───── TEXT UNDER STUDY
Commanders and leaders
- Tadeusz Kościuszko: Frederick William II Johann Hermann von Fersen

Strength
- 35,000–44,000: Prussians: 25,000–30,000 Russians: 13,000–65,000

Casualties and losses
- Unknown: Unknown

= Siege of Warsaw (1794) =

Battle of the Kościuszko Uprising

The Siege of Warsaw of 1794 was a joint Russian and Prussian siege of the capital of the Polish–Lithuanian Commonwealth, during the Kościuszko Uprising in the summer of 1794. It ended with the Polish victory when, after a two-month siege, the Prussian and Russian army ended the siege and withdrew from Warsaw.

==Background==
Warsaw, the capital of the Polish–Lithuanian Commonwealth, was one of the key strategic areas for all sides in the Kościuszko Uprising. Secured by the Poles during the Warsaw Uprising in April, it was threatened by the forces of the Imperial Russia and Kingdom of Prussia. The leader of the Uprising, Tadeusz Kościuszko, gathered forces to defend Warsaw, and around 7 to 11 July fought a delaying battle at Raszyn.

==Opposing forces==
Kościuszko was able to gain some time to finish preparation for the upcoming siege, dividing his forces into the field army (23,000), garrison (3,000) and city militia (18,000). Another estimate gave him 35,000 men and 200 guns. The field army had a line of field fortifications and trenches prepared outside the main city walls and fortifications.
──────────
───── RECORD EXCERPTS
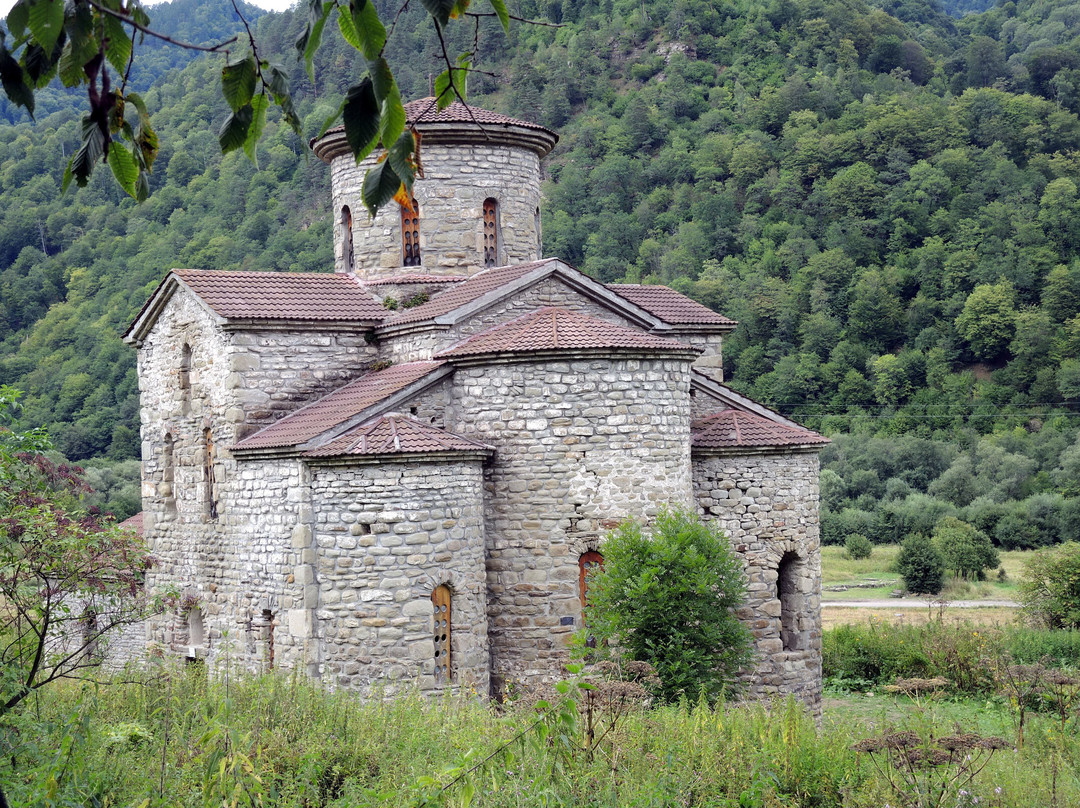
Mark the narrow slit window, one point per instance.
(169, 474)
(185, 378)
(410, 236)
(791, 602)
(208, 473)
(589, 562)
(347, 251)
(490, 232)
(441, 604)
──────────
■ **THINGS TO DO**
A - Update the Warsaw siege text by giving everything from "Casualties and losses" down to "withdrew from Warsaw." again, with "two-month" replaced by "eight-week".
B - In the Warsaw siege text, what parts did Kościuszko divide his forces into, and how many men did each part have?
C - Continue the account of the 1794 siege of Warsaw from where it stops.
The listing was taken from a separate source, unrelated to the text.

■ **SOLVED TASKS**
A -
Casualties and losses
- Unknown: Unknown

= Siege of Warsaw (1794) =

Battle of the Kościuszko Uprising

The Siege of Warsaw of 1794 was a joint Russian and Prussian siege of the capital of the Polish–Lithuanian Commonwealth, during the Kościuszko Uprising in the summer of 1794. It ended with the Polish victory when, after a eight-week siege, the Prussian and Russian army ended the siege and withdrew from Warsaw.

B -
- Field army: 23,000
- Garrison: 3,000
- City militia: 18,000

C -
The besieging forces were commanded by King Frederick William II of Prussia, whose army numbered about 25,000 and 179 guns, with a Russian army of about 65,000 and 74 guns under Johann Hermann von Fersen. Another estimate gives the Prussian size at 30,000 and the Russian, at 13,000.

==Siege==
The attackers decided to delay their assault, waiting for heavy artillery. They launched their first attack on 27 July in the direction of Wola, but were pushed back by a division under Prince Józef Poniatowski. To relieve the pressure of the siege, Kościuszko ordered the Uprising in Greater Poland, which succeeded in disrupting the Prussian forces. Kościuszko became more radical in his political influence, endorsing the Polish Jacobins to gather more popular support. The second assault by the besieging Prussian and Russian armies on 26 to 28 August was also defeated, and with the spreading of unrest in Greater Poland, Frederick William II ordered his forces to end the siege and withdraw. The Prussians would retreat to the Bzura river, while the Russians, under von Fersen, would camp near the southern Pilica river region.

The Polish victory at Warsaw is seen as one of the major accomplishments of Kościuszko, and one of the two greatest Polish victories in the Uprising, second to the success of the Greater Poland Uprising itself, which was inspired by the siege.

==Aftermath==
Despite this victory, the Uprising would soon end with Kościuszko's defeat at the Battle of Maciejowice in October followed by the bloody taking of Warsaw in November.